Reproduce verbatim the lines below, starting with the line containing "point: dry branch" and continuing through the final line.

[RECORDS PROVIDED start]

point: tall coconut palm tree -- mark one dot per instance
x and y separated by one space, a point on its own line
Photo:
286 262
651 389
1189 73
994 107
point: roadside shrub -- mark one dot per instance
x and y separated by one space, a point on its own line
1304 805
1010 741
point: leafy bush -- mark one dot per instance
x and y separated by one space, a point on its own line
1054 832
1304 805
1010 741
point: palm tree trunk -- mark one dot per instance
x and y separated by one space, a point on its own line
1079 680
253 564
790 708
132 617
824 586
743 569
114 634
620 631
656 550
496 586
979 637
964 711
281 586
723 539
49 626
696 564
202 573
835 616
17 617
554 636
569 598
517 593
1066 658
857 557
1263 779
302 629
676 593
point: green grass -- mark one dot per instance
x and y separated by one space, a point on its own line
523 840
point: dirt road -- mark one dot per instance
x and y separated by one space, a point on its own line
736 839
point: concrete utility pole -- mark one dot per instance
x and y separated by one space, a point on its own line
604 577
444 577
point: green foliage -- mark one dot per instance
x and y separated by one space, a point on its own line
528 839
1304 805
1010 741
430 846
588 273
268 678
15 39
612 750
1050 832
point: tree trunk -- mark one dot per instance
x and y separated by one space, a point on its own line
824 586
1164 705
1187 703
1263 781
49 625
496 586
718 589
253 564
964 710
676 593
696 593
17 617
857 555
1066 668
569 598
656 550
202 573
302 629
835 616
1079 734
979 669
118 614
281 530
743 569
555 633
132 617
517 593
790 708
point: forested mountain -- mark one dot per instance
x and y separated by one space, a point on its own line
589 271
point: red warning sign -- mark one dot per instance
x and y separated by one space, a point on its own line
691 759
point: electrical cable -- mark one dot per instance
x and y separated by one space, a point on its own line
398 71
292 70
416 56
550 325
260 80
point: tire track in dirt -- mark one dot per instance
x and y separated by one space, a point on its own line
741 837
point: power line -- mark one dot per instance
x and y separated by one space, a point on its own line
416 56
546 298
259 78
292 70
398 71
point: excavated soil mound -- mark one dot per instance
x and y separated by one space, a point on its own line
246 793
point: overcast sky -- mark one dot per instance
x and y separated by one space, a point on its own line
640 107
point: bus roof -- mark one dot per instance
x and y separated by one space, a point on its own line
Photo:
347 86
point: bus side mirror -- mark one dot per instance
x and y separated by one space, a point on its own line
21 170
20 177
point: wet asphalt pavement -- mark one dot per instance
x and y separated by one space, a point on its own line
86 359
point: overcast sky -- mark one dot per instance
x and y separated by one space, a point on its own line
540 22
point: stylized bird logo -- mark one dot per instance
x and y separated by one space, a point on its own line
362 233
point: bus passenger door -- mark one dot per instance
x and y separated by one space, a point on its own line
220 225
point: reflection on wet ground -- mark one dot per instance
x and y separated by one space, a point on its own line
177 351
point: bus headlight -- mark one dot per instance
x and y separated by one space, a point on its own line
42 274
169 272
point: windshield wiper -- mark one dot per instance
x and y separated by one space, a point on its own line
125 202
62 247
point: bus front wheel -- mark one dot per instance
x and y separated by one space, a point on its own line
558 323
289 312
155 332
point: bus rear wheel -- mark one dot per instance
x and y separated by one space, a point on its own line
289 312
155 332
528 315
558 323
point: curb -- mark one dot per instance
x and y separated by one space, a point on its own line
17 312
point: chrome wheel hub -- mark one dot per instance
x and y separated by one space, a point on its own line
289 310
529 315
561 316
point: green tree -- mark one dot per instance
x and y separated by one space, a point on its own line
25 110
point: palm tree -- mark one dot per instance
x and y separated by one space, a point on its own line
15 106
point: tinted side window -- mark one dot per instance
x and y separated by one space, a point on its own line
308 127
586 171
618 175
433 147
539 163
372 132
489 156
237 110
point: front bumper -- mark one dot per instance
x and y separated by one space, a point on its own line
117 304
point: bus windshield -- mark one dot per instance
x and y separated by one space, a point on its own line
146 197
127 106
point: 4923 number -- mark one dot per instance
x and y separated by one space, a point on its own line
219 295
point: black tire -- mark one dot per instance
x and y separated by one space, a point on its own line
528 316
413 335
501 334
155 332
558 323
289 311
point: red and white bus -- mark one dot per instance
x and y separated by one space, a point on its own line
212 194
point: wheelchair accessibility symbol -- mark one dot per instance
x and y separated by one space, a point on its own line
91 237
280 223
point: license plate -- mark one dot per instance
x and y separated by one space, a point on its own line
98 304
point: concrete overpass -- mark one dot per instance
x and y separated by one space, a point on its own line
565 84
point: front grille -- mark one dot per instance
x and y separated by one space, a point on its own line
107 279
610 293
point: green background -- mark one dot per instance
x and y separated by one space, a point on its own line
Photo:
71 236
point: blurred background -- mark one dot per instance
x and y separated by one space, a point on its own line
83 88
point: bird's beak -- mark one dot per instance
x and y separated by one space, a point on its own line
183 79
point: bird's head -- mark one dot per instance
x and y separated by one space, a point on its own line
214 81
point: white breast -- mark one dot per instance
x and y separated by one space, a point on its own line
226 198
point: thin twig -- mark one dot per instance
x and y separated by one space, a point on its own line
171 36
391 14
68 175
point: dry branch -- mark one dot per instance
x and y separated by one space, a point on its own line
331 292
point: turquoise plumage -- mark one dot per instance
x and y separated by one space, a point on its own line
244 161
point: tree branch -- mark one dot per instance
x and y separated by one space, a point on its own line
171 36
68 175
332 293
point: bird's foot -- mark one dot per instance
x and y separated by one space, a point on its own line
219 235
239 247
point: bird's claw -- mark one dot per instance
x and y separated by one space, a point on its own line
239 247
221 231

[RECORDS PROVIDED end]

EXPECTED ANSWER.
point: dry branch -- mark one dot per instance
x and y separated by one space, a point on its own line
331 292
point: turquoise plumage -- mark one dot per instance
x and y separated by one space, a point on its own line
244 161
point: tree branch -- mark one dot per instance
x and y separated by one space, a point on its own line
171 36
68 175
332 293
point: bird's foot -- mark one dot per instance
x and y separated by one space, a point on its own line
219 235
239 247
point: bird's claw -- mark one dot per instance
x and y separated by one space, a point on its own line
239 247
221 231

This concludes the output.